Reordering phylogenetic tree branches using R

I am looking into how to implement a function to sort the order of leaves in the dendrogram. If you can recommend someone or books for this task, please let me know. It should be simple but the data structure of hierarchical clustering output in R is not so straightforward. I do this data processing to recreate tree data structure in Java, and there are ways to call Java from R but this creates Java dependency, and it would be nice if this can be processed in native R.

Here is a code to generate a simulation dataset:

set.seed(1234); par(mar=c(0,0,0,0))
x <- rnorm(12, mean=rep(1:2, each=5), sd=0.3)
y <- rnorm(12, mean=rep(c(1,2,1), each=4), sd=0.3)
dataFrame &lt;- data.frame(x=x, y=y, row.names=c(1:12))

##calculate distance and cluster
distxy <- dist(dataFrame)
hClustering <- hclust(distxy)

There are 4 key values in the hclust output object, named “hClustering” in the code.

merge
- an n-1 by 2 matrix. Row i of merge describes the merging of clusters at step i of the clustering. If an element j in the row is negative, then observation -j was merged at this stage. If j is positive then the merge was with the cluster formed at the (earlier) stage j of the algorithm. Thus negative entries in merge indicate agglomerations of singletons, and positive entries indicate agglomerations of non-singletons.
height
- a set of n-1 real values (non-decreasing for ultrametric trees). The clustering height: that is, the value of the criterion associated with the clustering method for the particular agglomeration.
order
- a vector giving the permutation of the original observations suitable for plotting, in the sense that a cluster plot using this ordering and matrix merge will not have crossings of the branches.
labels
- labels for each of the objects being clustered.

These description is not easy to understand, so I generated a figure to make sense of this output. The picture below shows the data points in a scatter plot and a dendrogram. $merge indicates the order of how leaves/observations are merged. For example, observation 9 and 10 are merged first and they have the smallest distance, as seen in $height. It repeats this way, and you see -12 and 2 in the 5th row of $merge. In this case, the number 2 refers to the cluster formed at the 2nd row in the table. (I know… this is a bit confusing… but it is an efficient way to store the hierarchical information. $order is the order of observations as shown in a dendrogram, from the left to the right.

I guess the most important parameter is the $order. The function for reordering should manipulate the $order, then the dendrogram would be drawn according to the sorted order. Here I directly manipulated the order in the object and redrawn the dendrogram without changing any other parameters.

• [EXERCISE DESCRIPTION]:
Please name the hclust output value that the post on reordering tree branches in R calls the most important parameter.

• [SUPPLIED DATA]:
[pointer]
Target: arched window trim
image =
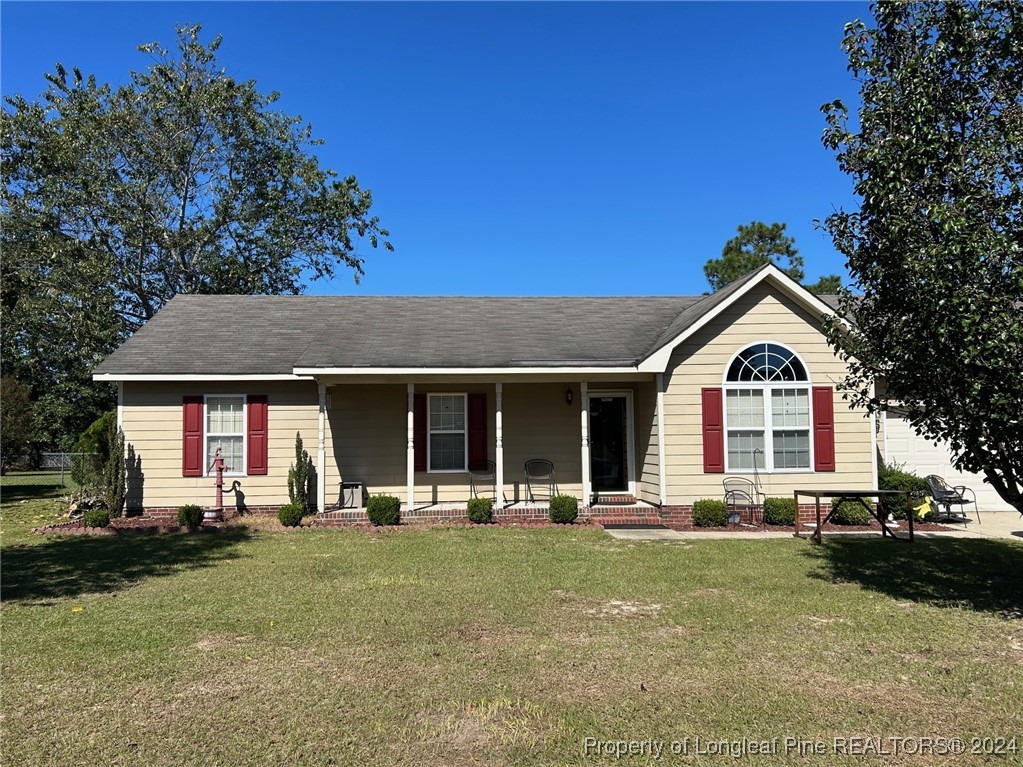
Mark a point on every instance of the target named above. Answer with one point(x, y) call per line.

• [EXERCISE OUTPUT]:
$order